> [THE PROBLEM]
Send each entry back exactly as given, pictures excluded.

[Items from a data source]
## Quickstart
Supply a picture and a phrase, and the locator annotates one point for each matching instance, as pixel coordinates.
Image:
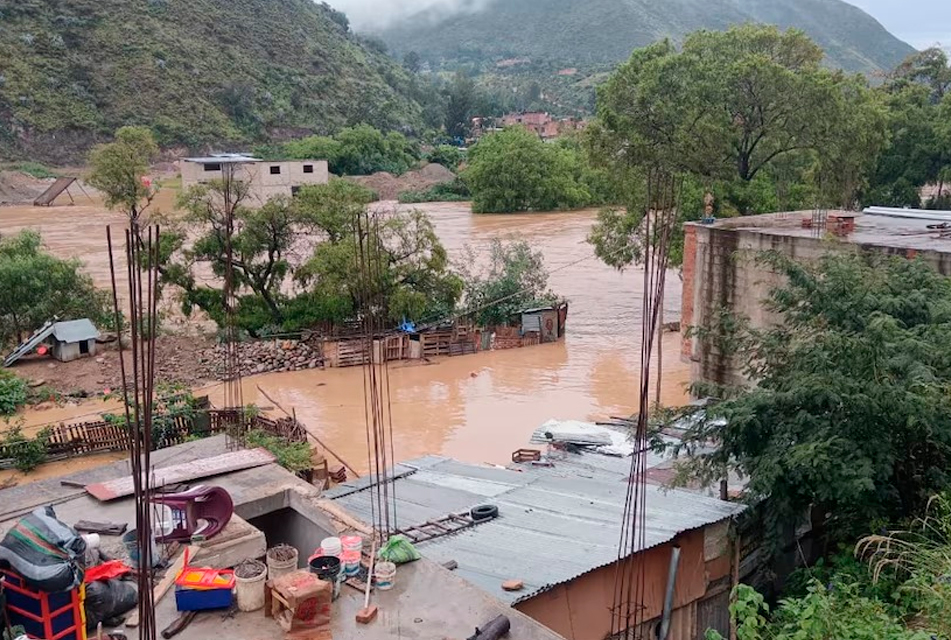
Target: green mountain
(199, 72)
(595, 32)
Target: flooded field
(476, 408)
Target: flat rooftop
(896, 230)
(428, 601)
(554, 524)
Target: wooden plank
(217, 465)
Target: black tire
(484, 512)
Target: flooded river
(477, 408)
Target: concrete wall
(264, 184)
(720, 270)
(581, 609)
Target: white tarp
(608, 441)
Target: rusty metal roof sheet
(554, 524)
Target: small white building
(267, 178)
(73, 340)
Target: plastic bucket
(132, 547)
(331, 547)
(328, 569)
(249, 590)
(351, 562)
(385, 575)
(352, 543)
(281, 560)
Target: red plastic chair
(200, 511)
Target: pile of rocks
(264, 356)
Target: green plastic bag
(398, 550)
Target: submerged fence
(101, 436)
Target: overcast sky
(921, 23)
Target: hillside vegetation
(196, 71)
(596, 32)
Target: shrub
(455, 191)
(28, 453)
(13, 393)
(293, 456)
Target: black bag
(108, 599)
(47, 553)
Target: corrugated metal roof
(223, 158)
(554, 524)
(75, 330)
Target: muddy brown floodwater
(476, 408)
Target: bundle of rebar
(138, 384)
(378, 414)
(232, 193)
(630, 589)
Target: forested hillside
(197, 71)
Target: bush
(28, 453)
(513, 170)
(13, 393)
(447, 155)
(293, 456)
(455, 191)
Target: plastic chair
(202, 511)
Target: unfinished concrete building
(267, 179)
(720, 270)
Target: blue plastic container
(201, 599)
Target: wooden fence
(71, 440)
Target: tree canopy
(120, 170)
(726, 108)
(847, 411)
(513, 170)
(513, 279)
(36, 286)
(296, 261)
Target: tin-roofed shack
(557, 532)
(73, 340)
(459, 337)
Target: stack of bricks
(301, 604)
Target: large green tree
(919, 141)
(297, 262)
(120, 170)
(727, 107)
(511, 279)
(513, 170)
(408, 276)
(847, 409)
(36, 286)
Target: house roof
(75, 330)
(224, 158)
(554, 524)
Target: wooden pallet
(432, 529)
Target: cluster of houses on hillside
(542, 123)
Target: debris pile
(264, 356)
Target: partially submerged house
(558, 530)
(266, 179)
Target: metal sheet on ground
(225, 463)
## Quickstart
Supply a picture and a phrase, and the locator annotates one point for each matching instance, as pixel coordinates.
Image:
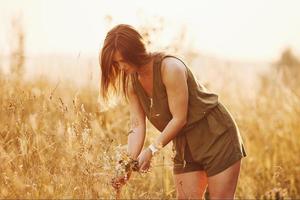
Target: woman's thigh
(223, 184)
(190, 185)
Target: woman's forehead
(117, 57)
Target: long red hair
(125, 39)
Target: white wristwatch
(153, 149)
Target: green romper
(210, 140)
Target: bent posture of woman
(162, 88)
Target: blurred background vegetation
(58, 139)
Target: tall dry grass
(57, 141)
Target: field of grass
(57, 141)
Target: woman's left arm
(174, 77)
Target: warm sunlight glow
(252, 30)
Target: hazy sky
(233, 29)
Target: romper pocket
(219, 120)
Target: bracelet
(153, 149)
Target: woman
(162, 88)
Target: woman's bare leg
(223, 184)
(190, 185)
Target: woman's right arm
(137, 134)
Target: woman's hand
(144, 159)
(118, 182)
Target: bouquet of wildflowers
(124, 166)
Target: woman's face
(121, 64)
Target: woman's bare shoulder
(171, 65)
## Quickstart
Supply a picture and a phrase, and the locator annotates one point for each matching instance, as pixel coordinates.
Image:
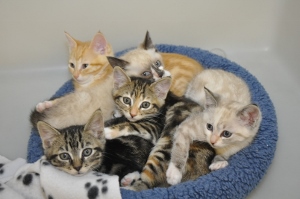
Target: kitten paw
(40, 107)
(130, 178)
(218, 165)
(110, 133)
(174, 175)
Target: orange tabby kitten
(93, 82)
(182, 68)
(87, 62)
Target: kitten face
(88, 59)
(144, 61)
(137, 98)
(233, 124)
(76, 149)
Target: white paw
(40, 107)
(174, 175)
(218, 165)
(167, 74)
(129, 178)
(108, 133)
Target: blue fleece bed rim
(245, 169)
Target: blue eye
(72, 65)
(87, 152)
(84, 66)
(209, 127)
(145, 105)
(226, 134)
(64, 156)
(127, 100)
(146, 74)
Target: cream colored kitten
(144, 59)
(228, 123)
(92, 78)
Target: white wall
(260, 35)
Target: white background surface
(260, 35)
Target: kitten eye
(145, 105)
(84, 66)
(72, 65)
(157, 64)
(147, 74)
(64, 156)
(226, 134)
(127, 100)
(87, 152)
(209, 127)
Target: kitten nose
(77, 168)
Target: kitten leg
(187, 131)
(40, 107)
(174, 175)
(218, 163)
(130, 178)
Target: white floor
(260, 35)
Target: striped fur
(130, 96)
(199, 157)
(182, 68)
(117, 156)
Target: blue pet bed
(246, 168)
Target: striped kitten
(144, 59)
(228, 123)
(148, 109)
(81, 149)
(142, 103)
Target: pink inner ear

> [SOLUTION]
## Quickstart
Supply a picture and a phrase, and the locator annotates one point for each matching instance, as pixel coordinates.
Image:
Target: green mountain
(199, 72)
(595, 32)
Target: flooded field
(476, 408)
Target: flat rooftop
(896, 230)
(428, 601)
(554, 524)
Target: wooden plank
(217, 465)
Target: black tire
(484, 512)
Target: flooded river
(477, 408)
Target: concrete wall
(264, 184)
(720, 270)
(581, 609)
Target: white tarp
(608, 441)
Target: rusty metal roof sheet
(554, 524)
Target: small white building
(267, 178)
(73, 340)
Target: plastic bucket
(132, 547)
(331, 547)
(328, 569)
(249, 590)
(351, 562)
(385, 575)
(352, 543)
(281, 560)
Target: red plastic chair
(200, 511)
Target: pile of rocks
(264, 356)
Target: green plastic bag
(398, 550)
Target: submerged fence
(101, 436)
Target: overcast sky
(921, 23)
Target: hillside vegetation
(196, 71)
(596, 32)
Target: shrub
(455, 191)
(28, 453)
(13, 393)
(293, 456)
Target: black bag
(108, 599)
(47, 553)
Target: corrugated metal roof
(223, 158)
(554, 524)
(75, 330)
Target: muddy brown floodwater
(476, 408)
Target: bundle of rebar
(138, 384)
(378, 414)
(232, 193)
(630, 589)
Target: forested hillside
(197, 71)
Target: bush
(28, 453)
(513, 170)
(13, 393)
(447, 155)
(293, 456)
(455, 191)
Target: plastic chair
(202, 511)
Target: unfinished concrete building
(267, 179)
(720, 270)
Target: blue plastic container
(201, 599)
Target: wooden fence
(71, 440)
Target: tree canopy
(120, 170)
(726, 108)
(847, 411)
(513, 170)
(513, 279)
(36, 286)
(296, 261)
Target: tin-roofed shack
(557, 532)
(73, 340)
(459, 337)
Target: stack of bricks
(301, 604)
Target: large green tree
(919, 141)
(297, 262)
(120, 170)
(727, 107)
(511, 279)
(513, 170)
(408, 276)
(847, 409)
(36, 286)
Target: house roof
(75, 330)
(224, 158)
(554, 524)
Target: wooden pallet
(432, 529)
Target: cluster of houses on hillside
(542, 123)
Target: debris pile
(264, 356)
Target: partially submerged house
(558, 530)
(266, 179)
Target: metal sheet on ground
(225, 463)
## Quickstart
Supply a picture and a phrase, and the locator annotates one point for each matching instance, as pixel coordinates.
Image:
Target: woman's thigh
(223, 184)
(190, 185)
Target: woman's forehead
(117, 57)
Target: long red hair
(125, 39)
Target: white wristwatch
(153, 149)
Target: green romper
(210, 140)
Target: bent posture of woman
(162, 88)
Target: blurred background vegetation
(58, 139)
Target: tall dry grass
(57, 141)
Target: field of grass
(57, 141)
Target: woman's left arm
(174, 77)
Target: warm sunlight glow
(252, 30)
Target: hazy sky
(233, 29)
Target: romper pocket
(219, 120)
Target: bracelet
(153, 149)
Target: woman
(162, 88)
Target: woman's bare leg
(223, 184)
(190, 185)
Target: woman's right arm
(137, 134)
Target: woman's hand
(144, 159)
(118, 182)
Target: bouquet of wildflowers
(124, 166)
Target: woman's face
(121, 64)
Target: woman's bare shoulder
(171, 65)
## Quickstart
Supply a picture and a phrase, and the locator annotates one point for each matching instance, as pixel coordinates.
Image:
Target: kitten paw
(40, 107)
(130, 178)
(218, 165)
(110, 133)
(174, 175)
Target: orange tabby kitten
(93, 82)
(182, 68)
(87, 62)
Target: kitten face
(88, 59)
(144, 61)
(137, 98)
(233, 124)
(76, 149)
Target: white paw
(40, 107)
(174, 175)
(218, 165)
(167, 74)
(129, 178)
(108, 133)
Target: blue fleece bed rim
(245, 169)
Target: blue eye
(72, 65)
(87, 152)
(84, 66)
(209, 127)
(145, 105)
(226, 134)
(64, 156)
(127, 100)
(146, 74)
Target: cream colored kitten
(144, 59)
(228, 123)
(92, 78)
Target: white wall
(260, 35)
Target: white background surface
(260, 35)
Target: kitten eye
(145, 105)
(84, 66)
(72, 65)
(157, 64)
(147, 74)
(64, 156)
(226, 134)
(127, 100)
(87, 152)
(209, 127)
Target: kitten nose
(77, 168)
Target: kitten leg
(187, 131)
(40, 107)
(174, 175)
(218, 163)
(130, 178)
Target: white floor
(260, 35)
Target: striped fur
(130, 96)
(199, 157)
(182, 68)
(117, 156)
Target: blue pet bed
(246, 168)
Target: striped kitten
(144, 59)
(228, 123)
(148, 109)
(81, 149)
(142, 103)
Target: pink inner ear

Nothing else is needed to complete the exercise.